*** EXERCISE TEXT ***

Schematic diagram of the GC-MS instrument.

When a sample solution is introduced into the injection port it is vaporized immediately because of the high temperature (up to ~300 0C) and low pressure (~10-4-10-7 torr). The sample is conveyed through the length of the tubing by a carrier gas or mobile phase. As the components of the sample travel through the column, they interact to varying degrees with the stationary phase depending on their affinity for this material. As a result, different compounds will travel with different speeds through the capillary tubing and will exit from the column after a distinct retention time. The temperature of the oven containing the capillary column can be controlled to optimize the separation. When the mobile phase passes through the detector, a signal is produced related to the concentration of a particular compound. A plot of this signal as a function of time generates a series of symmetrical peaks in a chromatogram,

which provides some information on the sample composition. The retention time of the peaks may help identify the sample components by comparing them to the retention time of some standard, while the heights of the peaks or the area under the peaks provide a quantitative measure of the amount of each component. In theory, sample components would exit the column one by one and each peak represents a specific compound. But in reality, compounds often travel with similar speeds. This deviation from ideality will produce overlapping peaks.

*** PROVIDED INFORMATION ***

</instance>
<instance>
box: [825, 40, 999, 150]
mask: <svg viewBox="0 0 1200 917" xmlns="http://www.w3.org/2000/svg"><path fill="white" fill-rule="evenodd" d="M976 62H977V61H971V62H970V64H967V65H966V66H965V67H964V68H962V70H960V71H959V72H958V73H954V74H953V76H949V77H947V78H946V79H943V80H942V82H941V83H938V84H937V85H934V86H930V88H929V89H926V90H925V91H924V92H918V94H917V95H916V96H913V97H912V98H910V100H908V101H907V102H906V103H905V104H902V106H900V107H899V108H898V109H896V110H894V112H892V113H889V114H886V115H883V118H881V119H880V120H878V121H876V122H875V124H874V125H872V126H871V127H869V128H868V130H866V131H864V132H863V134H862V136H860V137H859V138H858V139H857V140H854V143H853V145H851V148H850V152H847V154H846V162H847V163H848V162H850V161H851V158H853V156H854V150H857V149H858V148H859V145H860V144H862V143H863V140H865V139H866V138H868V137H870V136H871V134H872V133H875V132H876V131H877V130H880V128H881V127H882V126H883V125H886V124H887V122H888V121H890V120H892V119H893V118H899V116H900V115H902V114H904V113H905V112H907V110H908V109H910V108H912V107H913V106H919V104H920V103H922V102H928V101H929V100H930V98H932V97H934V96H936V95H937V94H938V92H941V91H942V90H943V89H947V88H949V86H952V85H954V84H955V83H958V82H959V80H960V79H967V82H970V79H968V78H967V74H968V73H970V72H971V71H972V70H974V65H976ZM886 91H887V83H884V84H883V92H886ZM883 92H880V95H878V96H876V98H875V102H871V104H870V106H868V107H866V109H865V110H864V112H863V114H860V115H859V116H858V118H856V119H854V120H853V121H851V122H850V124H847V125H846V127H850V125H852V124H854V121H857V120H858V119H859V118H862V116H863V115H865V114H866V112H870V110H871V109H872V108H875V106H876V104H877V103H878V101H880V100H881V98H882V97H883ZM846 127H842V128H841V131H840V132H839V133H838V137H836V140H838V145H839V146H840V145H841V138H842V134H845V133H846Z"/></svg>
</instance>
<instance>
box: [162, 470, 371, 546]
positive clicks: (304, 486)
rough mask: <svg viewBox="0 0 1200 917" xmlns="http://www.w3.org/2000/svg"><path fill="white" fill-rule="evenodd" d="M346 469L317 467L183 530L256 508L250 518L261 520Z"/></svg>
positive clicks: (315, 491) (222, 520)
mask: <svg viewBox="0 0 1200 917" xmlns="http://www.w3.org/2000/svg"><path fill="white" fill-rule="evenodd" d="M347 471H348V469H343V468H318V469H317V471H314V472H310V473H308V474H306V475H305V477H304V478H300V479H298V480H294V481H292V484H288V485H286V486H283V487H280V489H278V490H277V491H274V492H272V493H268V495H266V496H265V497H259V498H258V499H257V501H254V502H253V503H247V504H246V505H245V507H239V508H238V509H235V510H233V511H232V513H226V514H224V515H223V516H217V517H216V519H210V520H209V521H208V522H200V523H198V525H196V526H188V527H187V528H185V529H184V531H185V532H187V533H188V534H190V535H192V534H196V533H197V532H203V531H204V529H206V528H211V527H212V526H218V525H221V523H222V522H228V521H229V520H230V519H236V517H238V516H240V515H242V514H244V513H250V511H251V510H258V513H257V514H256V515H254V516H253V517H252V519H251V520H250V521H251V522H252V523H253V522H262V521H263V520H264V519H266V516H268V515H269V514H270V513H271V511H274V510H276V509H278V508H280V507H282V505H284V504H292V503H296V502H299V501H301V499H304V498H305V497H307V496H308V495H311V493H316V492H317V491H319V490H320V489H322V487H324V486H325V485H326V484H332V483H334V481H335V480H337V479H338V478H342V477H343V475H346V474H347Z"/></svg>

***

- WHAT TO WORK ON:
• A. Count the lines in the listing that contain the string "clicks", matching case exactly. Reply with the number only.
• B. Extend the gas chromatography passage, starting after its final sentence.

- RESPONSES:
• A. 2

• B.
Analytes are typically neutral and must be ionized for detection purposes. Methods of ion production include electron impact, which uses electrons to ionize the compounds as they elute from the GC
Ξ + e- --> Ξ+ + 2e-

Here, molecular ions are formed by collision with the electron beam. This also imparts excess energy, and the ions fragment in characteristic and predictable ways. The individual fragments are detected based on their mass:charge ratio, which is usually equivalent to the molecular weight of the compound for small molecules.
Another alternative is chemical ionization. Here, a reagent gas (say methane or isobutane) is introduced into the MS at a pressure of about one torr. This moderates the energy transfer, and minimizes fragmentation. That way most if not all of the ions present in many the spectra are protonated molecular ions, and adducts with the ionization gas,
Ξ + .H+ --> Ξ.H+

where the dot tells a free radical apart from a standard ion. This is useful in determining molecular weights, but frequently gives little or no structural information.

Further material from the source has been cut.